▶ _EXERCISE BRIEF_:
Go through the material line by line and copy each one with the word "wooden".

----

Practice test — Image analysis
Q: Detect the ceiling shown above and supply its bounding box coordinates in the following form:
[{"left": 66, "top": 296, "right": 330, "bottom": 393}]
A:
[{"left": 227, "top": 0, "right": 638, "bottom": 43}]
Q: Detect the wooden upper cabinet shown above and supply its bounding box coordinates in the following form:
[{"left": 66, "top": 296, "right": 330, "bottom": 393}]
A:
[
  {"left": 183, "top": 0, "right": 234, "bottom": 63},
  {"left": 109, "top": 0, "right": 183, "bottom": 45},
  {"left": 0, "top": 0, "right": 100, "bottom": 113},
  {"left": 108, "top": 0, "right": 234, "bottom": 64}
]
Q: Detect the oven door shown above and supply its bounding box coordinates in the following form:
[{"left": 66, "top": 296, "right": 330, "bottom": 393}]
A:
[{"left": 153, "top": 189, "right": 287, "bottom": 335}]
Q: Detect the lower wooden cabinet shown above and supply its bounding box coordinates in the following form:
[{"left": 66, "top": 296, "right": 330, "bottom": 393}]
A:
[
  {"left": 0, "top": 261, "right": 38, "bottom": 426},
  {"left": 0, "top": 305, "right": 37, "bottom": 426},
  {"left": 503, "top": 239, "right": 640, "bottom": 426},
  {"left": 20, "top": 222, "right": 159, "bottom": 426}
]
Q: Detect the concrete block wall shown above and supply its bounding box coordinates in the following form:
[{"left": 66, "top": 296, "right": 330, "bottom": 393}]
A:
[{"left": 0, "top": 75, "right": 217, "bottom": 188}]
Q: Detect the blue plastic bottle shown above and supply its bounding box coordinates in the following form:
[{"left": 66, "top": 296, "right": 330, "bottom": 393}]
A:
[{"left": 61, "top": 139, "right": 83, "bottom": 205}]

----

▶ _ANSWER_:
Q: Detect the wooden upper cabinet shown above and supply its bounding box coordinates in the following form:
Q: Detect the lower wooden cabinet shown above and supply its bounding box coordinates in the following form:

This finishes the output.